→ **Exercise**: List every line below that contains the word "wheel", copying each line in full. Count only matches with the same letter case.

→ **The records**:

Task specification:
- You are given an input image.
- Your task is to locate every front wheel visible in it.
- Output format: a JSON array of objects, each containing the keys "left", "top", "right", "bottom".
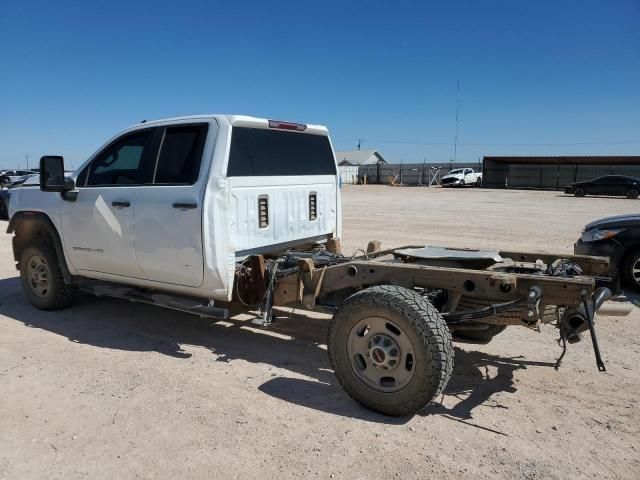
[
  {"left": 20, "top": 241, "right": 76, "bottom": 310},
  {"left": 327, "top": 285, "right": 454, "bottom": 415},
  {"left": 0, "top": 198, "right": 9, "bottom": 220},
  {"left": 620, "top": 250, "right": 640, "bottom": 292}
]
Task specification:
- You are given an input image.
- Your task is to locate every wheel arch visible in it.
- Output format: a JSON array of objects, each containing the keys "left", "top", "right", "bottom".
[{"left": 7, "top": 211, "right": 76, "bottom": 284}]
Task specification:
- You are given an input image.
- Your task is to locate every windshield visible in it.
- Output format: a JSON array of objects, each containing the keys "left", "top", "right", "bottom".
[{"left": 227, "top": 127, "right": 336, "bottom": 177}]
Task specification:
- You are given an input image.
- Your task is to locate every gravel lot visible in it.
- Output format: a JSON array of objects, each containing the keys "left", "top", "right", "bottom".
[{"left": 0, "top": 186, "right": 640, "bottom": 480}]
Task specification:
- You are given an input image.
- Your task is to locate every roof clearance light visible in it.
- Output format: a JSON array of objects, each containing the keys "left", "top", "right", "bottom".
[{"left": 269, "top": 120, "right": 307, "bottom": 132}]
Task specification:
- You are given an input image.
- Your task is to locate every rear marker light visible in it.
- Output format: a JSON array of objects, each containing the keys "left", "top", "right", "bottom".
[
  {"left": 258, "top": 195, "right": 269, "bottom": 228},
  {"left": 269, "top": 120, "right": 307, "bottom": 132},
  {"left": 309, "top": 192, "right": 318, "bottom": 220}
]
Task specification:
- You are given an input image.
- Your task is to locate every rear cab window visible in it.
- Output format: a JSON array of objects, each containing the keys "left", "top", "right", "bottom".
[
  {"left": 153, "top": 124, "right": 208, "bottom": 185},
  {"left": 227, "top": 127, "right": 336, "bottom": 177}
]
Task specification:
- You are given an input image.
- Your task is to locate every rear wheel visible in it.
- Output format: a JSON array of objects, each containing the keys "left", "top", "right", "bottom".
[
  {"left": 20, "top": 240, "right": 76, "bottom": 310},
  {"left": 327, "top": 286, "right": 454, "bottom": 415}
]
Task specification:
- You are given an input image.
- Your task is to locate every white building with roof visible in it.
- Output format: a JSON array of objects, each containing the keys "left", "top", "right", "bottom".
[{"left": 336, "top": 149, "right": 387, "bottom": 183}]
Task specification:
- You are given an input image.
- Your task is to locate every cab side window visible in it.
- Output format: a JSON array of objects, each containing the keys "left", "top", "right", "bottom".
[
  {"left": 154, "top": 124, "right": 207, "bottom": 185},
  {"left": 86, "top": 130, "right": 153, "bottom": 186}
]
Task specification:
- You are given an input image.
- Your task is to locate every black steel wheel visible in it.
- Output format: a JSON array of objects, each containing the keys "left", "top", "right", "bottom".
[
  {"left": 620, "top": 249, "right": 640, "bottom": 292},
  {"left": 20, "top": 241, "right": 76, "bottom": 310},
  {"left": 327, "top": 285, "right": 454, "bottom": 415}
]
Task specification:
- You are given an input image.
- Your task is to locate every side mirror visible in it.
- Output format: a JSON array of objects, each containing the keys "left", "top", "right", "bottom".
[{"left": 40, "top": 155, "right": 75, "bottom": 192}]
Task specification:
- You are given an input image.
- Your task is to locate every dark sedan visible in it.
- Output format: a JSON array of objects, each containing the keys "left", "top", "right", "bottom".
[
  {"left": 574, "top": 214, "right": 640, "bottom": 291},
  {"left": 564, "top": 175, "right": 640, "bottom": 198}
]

→ **Exercise solution**:
- Your task is to locate every front wheel visible in it.
- Your task is to locate every wheel arch visible in it.
- Your task is to locate every rear wheel visible in it.
- Your task is to locate every black steel wheel visible in it.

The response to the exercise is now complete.